Start of Entries shown

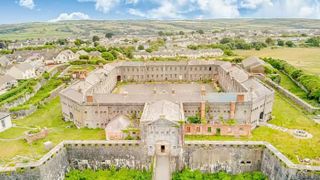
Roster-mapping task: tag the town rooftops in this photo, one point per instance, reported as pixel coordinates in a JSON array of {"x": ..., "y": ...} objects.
[
  {"x": 252, "y": 61},
  {"x": 6, "y": 78},
  {"x": 4, "y": 115}
]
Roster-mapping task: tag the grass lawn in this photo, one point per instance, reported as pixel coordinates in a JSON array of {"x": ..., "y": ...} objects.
[
  {"x": 285, "y": 113},
  {"x": 307, "y": 59},
  {"x": 288, "y": 115},
  {"x": 288, "y": 84},
  {"x": 43, "y": 93},
  {"x": 48, "y": 116}
]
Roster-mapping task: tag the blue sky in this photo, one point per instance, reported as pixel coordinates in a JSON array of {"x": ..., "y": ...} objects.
[{"x": 17, "y": 11}]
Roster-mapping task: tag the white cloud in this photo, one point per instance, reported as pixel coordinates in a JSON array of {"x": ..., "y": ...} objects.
[
  {"x": 71, "y": 16},
  {"x": 290, "y": 9},
  {"x": 165, "y": 10},
  {"x": 219, "y": 8},
  {"x": 175, "y": 9},
  {"x": 253, "y": 4},
  {"x": 27, "y": 4},
  {"x": 132, "y": 1},
  {"x": 136, "y": 12}
]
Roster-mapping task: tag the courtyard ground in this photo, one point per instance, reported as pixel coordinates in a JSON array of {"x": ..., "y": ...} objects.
[
  {"x": 307, "y": 59},
  {"x": 14, "y": 149},
  {"x": 289, "y": 115},
  {"x": 285, "y": 114}
]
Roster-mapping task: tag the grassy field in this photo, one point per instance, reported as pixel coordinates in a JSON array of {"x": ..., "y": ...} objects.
[
  {"x": 288, "y": 115},
  {"x": 288, "y": 84},
  {"x": 48, "y": 116},
  {"x": 285, "y": 114},
  {"x": 307, "y": 59}
]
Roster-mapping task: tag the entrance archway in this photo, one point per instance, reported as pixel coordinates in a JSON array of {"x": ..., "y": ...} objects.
[
  {"x": 162, "y": 148},
  {"x": 261, "y": 116}
]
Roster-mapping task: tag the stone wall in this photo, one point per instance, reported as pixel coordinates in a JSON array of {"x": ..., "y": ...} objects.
[
  {"x": 291, "y": 96},
  {"x": 103, "y": 154},
  {"x": 219, "y": 156},
  {"x": 207, "y": 156}
]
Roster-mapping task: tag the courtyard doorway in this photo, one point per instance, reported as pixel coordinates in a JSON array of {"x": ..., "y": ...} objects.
[
  {"x": 118, "y": 78},
  {"x": 261, "y": 116},
  {"x": 163, "y": 148}
]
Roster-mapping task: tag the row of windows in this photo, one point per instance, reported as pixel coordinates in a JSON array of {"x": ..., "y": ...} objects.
[{"x": 133, "y": 69}]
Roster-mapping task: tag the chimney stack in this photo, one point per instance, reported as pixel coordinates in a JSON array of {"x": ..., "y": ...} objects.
[
  {"x": 240, "y": 98},
  {"x": 203, "y": 90}
]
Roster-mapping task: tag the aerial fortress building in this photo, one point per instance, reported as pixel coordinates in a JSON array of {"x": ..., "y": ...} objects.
[{"x": 92, "y": 102}]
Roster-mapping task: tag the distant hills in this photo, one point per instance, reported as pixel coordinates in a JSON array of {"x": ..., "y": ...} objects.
[{"x": 88, "y": 28}]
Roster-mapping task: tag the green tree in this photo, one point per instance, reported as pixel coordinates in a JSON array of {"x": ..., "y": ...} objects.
[
  {"x": 78, "y": 42},
  {"x": 140, "y": 47},
  {"x": 109, "y": 35},
  {"x": 95, "y": 38},
  {"x": 200, "y": 31},
  {"x": 161, "y": 33},
  {"x": 270, "y": 41},
  {"x": 107, "y": 56},
  {"x": 280, "y": 42},
  {"x": 289, "y": 44}
]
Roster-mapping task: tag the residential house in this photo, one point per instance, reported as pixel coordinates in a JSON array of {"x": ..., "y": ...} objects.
[
  {"x": 64, "y": 56},
  {"x": 22, "y": 71},
  {"x": 7, "y": 81}
]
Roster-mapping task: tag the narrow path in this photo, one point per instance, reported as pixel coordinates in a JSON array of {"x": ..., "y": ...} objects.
[
  {"x": 294, "y": 132},
  {"x": 162, "y": 168}
]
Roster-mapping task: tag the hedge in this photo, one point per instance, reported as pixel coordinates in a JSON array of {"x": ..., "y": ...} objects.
[{"x": 309, "y": 81}]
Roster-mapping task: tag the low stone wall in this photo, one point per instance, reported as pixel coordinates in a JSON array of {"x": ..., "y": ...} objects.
[
  {"x": 208, "y": 156},
  {"x": 80, "y": 154},
  {"x": 233, "y": 157},
  {"x": 241, "y": 156},
  {"x": 102, "y": 154},
  {"x": 289, "y": 95}
]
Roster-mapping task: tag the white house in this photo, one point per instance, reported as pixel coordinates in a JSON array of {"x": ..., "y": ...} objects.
[
  {"x": 64, "y": 56},
  {"x": 7, "y": 81},
  {"x": 22, "y": 71},
  {"x": 5, "y": 121}
]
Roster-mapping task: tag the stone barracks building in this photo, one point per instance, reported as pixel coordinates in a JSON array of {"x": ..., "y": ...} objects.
[{"x": 92, "y": 102}]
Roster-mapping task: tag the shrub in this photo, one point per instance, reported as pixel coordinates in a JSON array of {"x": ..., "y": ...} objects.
[
  {"x": 107, "y": 56},
  {"x": 194, "y": 119}
]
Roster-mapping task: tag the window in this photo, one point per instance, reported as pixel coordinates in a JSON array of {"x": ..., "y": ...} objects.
[
  {"x": 2, "y": 123},
  {"x": 188, "y": 129}
]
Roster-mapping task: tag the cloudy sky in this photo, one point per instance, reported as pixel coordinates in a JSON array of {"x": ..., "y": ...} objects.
[{"x": 17, "y": 11}]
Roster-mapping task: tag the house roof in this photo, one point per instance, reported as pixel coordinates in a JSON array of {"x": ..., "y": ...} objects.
[
  {"x": 4, "y": 114},
  {"x": 252, "y": 61},
  {"x": 6, "y": 78},
  {"x": 23, "y": 66}
]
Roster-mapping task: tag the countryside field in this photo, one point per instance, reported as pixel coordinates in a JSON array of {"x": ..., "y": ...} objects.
[{"x": 307, "y": 59}]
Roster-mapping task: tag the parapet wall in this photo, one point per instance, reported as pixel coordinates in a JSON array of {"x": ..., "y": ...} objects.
[
  {"x": 207, "y": 156},
  {"x": 306, "y": 106}
]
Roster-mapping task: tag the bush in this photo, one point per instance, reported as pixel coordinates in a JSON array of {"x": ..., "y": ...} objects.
[
  {"x": 107, "y": 56},
  {"x": 111, "y": 174},
  {"x": 194, "y": 119},
  {"x": 84, "y": 57},
  {"x": 309, "y": 81},
  {"x": 189, "y": 174}
]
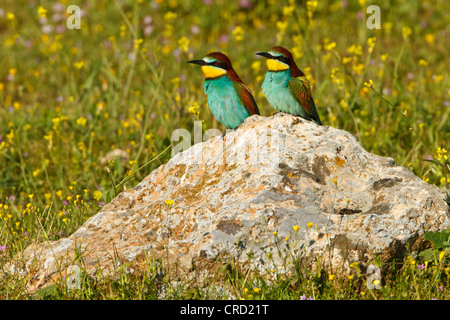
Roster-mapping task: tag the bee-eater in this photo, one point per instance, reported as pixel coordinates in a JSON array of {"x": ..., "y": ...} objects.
[
  {"x": 286, "y": 87},
  {"x": 229, "y": 99}
]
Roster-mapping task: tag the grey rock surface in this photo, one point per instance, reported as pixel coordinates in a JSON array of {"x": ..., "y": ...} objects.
[{"x": 231, "y": 193}]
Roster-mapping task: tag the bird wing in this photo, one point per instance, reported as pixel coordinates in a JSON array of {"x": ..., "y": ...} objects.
[
  {"x": 300, "y": 90},
  {"x": 246, "y": 97}
]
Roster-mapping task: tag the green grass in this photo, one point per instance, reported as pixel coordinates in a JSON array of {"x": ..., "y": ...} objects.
[{"x": 69, "y": 97}]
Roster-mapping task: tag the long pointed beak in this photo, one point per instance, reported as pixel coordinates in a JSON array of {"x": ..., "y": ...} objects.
[
  {"x": 265, "y": 55},
  {"x": 199, "y": 62}
]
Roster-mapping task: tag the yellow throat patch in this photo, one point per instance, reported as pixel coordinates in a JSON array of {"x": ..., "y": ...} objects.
[
  {"x": 276, "y": 65},
  {"x": 212, "y": 72}
]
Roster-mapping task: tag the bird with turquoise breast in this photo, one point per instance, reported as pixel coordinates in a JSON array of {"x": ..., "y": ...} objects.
[
  {"x": 286, "y": 87},
  {"x": 229, "y": 99}
]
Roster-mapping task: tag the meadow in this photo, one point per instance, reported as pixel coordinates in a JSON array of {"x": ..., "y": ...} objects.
[{"x": 120, "y": 83}]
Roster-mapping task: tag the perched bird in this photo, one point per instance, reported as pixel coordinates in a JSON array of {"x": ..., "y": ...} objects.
[
  {"x": 286, "y": 87},
  {"x": 229, "y": 99}
]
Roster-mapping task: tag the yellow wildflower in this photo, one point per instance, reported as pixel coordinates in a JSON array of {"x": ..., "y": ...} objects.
[
  {"x": 42, "y": 12},
  {"x": 79, "y": 65}
]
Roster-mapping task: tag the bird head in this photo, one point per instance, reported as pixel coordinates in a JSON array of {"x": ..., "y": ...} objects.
[
  {"x": 280, "y": 59},
  {"x": 214, "y": 65}
]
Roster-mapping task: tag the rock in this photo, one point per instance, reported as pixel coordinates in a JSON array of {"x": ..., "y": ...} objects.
[{"x": 232, "y": 192}]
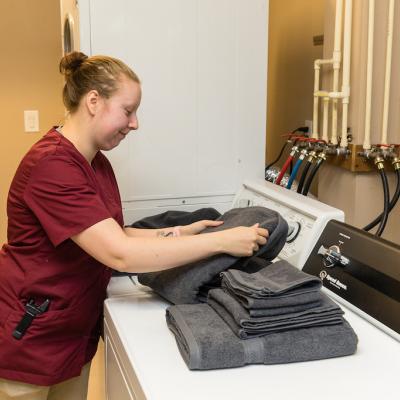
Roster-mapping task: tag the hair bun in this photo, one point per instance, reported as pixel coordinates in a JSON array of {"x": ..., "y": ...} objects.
[{"x": 71, "y": 62}]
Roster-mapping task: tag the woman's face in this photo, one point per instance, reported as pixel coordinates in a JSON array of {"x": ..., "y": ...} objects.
[{"x": 116, "y": 116}]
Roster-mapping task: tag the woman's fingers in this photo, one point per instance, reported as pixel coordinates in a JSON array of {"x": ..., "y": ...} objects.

End of Entries shown

Work instructions
Reproduce precisely the lines of the entries above, from the one containing "Roster-mapping task: tag the rock" through the final one, both ends included, and omit the pictures.

Response to this task
Roster-mapping task: tag the rock in this photo, one point per instance, reported as pixel coordinates in a JSON array of {"x": ..., "y": ...} objects.
[{"x": 232, "y": 192}]
Roster-mapping task: tag the hair bun in this photo, one point per instance, reported as pixel coordinates in a JSON array of {"x": ..., "y": ...} objects.
[{"x": 71, "y": 62}]
Roster-mapping task: tag the woman's face in this photo, one point per instance, reported as pixel coordinates in a JSON array of {"x": ..., "y": ...} objects.
[{"x": 116, "y": 116}]
Roster-mapping task: tag the woman's fingers in this photo, one point per instance, reported as pixel coordinates in a JSON array of {"x": ..., "y": ...} objects.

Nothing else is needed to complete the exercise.